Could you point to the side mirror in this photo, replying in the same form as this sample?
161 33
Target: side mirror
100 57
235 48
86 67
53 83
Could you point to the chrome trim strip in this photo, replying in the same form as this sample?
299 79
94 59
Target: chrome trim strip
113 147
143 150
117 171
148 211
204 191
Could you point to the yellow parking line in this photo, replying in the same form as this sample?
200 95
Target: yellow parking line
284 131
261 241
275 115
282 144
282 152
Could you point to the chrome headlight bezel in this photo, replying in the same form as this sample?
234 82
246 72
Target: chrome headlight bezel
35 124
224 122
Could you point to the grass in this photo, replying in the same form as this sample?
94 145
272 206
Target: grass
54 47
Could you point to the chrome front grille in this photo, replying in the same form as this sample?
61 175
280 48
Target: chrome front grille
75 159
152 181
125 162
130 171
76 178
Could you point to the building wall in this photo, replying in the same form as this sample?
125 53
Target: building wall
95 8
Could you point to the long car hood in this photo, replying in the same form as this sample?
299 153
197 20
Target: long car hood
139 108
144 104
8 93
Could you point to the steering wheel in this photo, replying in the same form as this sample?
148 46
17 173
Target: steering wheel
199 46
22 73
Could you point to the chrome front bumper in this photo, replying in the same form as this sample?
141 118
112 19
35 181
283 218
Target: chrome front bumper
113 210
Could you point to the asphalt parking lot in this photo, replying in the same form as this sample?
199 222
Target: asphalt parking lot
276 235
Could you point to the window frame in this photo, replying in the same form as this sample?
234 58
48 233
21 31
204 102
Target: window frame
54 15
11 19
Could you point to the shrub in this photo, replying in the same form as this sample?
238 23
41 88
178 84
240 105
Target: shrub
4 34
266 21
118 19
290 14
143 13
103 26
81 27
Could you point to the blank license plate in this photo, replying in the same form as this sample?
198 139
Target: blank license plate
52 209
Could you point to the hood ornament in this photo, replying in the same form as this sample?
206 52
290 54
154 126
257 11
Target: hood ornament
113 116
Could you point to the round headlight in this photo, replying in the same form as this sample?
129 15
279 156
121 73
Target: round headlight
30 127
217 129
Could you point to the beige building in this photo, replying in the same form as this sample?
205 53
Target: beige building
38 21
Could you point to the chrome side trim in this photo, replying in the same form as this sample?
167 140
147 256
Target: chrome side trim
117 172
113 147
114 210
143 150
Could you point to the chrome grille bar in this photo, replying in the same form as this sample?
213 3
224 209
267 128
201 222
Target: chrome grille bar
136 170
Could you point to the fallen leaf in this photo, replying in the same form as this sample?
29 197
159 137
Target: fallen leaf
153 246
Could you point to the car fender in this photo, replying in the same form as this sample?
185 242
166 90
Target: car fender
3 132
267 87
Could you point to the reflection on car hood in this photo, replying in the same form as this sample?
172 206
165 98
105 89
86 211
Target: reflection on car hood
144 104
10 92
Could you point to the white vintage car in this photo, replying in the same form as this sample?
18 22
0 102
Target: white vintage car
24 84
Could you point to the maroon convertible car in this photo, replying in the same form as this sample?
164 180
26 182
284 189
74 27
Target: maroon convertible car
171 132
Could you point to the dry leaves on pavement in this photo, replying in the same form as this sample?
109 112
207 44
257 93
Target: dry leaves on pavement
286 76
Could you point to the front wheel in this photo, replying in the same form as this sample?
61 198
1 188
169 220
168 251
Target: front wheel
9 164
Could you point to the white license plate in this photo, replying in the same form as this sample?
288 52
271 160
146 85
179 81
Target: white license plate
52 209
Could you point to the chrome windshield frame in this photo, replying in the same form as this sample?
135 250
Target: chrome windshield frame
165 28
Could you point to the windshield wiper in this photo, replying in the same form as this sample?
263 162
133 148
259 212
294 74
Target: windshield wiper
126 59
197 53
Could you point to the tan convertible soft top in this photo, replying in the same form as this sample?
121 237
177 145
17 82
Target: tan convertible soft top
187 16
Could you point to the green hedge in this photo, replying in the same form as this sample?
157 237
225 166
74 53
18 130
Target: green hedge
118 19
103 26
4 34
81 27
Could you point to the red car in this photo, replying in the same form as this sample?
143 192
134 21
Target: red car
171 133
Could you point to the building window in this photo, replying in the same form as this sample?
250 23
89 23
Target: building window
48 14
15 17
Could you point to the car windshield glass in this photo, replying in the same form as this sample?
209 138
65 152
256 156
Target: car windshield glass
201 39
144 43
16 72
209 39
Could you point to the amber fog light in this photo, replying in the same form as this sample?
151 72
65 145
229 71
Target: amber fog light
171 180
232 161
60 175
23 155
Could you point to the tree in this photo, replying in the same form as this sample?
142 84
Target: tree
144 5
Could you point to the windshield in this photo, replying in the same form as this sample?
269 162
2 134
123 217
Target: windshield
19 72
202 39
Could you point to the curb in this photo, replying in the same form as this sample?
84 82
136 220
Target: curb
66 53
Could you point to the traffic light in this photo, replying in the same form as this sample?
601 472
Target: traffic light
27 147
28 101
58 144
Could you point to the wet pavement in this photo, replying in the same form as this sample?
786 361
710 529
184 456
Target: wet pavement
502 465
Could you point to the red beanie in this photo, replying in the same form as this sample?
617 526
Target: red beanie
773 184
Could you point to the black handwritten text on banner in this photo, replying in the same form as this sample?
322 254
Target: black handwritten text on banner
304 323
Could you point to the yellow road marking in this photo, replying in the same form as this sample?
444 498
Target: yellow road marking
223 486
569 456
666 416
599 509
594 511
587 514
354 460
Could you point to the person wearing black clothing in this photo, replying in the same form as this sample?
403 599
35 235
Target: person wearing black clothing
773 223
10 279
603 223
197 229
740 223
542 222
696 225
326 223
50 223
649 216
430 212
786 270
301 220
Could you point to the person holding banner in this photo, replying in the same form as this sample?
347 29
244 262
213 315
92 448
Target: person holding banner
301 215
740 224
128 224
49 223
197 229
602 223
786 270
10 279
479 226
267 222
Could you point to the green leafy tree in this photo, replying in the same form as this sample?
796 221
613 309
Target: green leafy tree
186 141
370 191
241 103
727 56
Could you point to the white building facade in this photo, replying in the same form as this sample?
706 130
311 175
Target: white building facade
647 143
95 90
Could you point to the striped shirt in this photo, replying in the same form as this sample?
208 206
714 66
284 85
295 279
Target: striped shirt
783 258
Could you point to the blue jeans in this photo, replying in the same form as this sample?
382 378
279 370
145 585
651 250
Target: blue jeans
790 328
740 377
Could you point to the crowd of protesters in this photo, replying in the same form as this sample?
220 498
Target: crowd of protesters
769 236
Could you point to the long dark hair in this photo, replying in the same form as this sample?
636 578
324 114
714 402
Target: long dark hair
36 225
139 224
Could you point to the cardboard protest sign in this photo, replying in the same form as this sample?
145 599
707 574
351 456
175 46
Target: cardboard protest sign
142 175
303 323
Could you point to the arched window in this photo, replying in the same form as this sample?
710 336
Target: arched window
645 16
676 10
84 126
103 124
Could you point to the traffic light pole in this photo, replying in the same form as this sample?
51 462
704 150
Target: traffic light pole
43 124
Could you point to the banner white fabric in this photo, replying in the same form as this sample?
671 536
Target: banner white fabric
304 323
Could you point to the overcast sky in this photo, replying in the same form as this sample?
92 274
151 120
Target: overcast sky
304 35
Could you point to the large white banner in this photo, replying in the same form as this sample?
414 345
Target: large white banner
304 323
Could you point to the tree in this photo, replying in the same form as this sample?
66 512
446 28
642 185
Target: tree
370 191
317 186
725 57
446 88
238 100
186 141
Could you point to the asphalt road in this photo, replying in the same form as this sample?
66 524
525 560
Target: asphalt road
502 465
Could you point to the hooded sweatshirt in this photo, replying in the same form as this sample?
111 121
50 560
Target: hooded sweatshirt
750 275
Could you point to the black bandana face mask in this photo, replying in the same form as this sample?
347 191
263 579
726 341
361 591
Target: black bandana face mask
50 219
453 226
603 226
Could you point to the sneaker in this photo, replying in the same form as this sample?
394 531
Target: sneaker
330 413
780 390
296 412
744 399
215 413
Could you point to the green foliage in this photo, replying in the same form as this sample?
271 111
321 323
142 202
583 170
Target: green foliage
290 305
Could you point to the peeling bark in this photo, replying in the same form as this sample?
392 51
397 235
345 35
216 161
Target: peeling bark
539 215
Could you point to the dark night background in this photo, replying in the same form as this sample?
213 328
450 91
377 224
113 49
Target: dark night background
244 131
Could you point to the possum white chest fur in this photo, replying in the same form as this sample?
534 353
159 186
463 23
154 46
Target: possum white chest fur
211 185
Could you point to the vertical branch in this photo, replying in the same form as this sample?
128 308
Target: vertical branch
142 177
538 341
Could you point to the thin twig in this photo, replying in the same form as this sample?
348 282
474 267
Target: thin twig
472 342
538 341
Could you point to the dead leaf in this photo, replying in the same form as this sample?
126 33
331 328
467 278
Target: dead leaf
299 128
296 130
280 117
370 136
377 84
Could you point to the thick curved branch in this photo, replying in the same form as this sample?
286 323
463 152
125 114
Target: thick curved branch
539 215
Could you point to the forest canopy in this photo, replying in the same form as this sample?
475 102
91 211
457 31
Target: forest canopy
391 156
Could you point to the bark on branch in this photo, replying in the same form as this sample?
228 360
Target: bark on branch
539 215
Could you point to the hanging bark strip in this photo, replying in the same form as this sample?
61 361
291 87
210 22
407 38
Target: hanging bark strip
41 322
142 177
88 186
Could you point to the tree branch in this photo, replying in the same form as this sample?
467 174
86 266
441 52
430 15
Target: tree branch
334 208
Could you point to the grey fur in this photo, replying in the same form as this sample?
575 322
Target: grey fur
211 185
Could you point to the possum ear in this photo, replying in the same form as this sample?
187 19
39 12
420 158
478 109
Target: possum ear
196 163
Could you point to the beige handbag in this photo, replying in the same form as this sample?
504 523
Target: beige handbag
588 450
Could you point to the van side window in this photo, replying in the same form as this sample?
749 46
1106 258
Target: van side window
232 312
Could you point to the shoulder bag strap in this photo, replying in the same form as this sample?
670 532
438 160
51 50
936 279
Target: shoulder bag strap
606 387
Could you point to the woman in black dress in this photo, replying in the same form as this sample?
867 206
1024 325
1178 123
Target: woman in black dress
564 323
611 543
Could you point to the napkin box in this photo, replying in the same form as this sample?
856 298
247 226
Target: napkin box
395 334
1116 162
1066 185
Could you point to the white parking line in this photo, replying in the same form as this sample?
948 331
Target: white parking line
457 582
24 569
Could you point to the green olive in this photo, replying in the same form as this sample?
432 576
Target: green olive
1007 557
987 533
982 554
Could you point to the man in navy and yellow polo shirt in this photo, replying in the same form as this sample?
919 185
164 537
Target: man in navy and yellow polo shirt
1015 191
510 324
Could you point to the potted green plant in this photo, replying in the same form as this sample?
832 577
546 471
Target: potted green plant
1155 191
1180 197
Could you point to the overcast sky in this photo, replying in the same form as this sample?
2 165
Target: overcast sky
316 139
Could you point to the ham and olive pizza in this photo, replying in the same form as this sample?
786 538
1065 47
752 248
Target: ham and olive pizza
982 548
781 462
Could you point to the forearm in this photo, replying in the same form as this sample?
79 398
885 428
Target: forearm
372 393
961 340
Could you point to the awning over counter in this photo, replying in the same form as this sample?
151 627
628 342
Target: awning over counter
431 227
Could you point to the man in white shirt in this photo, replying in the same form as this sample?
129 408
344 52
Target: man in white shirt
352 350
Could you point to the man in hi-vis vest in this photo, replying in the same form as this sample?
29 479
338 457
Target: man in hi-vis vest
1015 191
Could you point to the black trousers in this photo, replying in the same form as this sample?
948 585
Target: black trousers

————————

**Requirement:**
Output as a JSON list of strings the lines running from the line containing "Could you point to the man in hi-vis" through the end of the data, both ends included. Use one string per line and leave out blank lines.

**Solved exercise:**
[
  "Could you point to the man in hi-vis vest in this photo, replying in the same form as this sample?",
  "29 479",
  "338 457",
  "Target: man in hi-vis vest",
  "1015 191",
  "Could you point to the black trousers in this photo, replying in the same form as this sample?",
  "948 585",
  "Target: black trousers"
]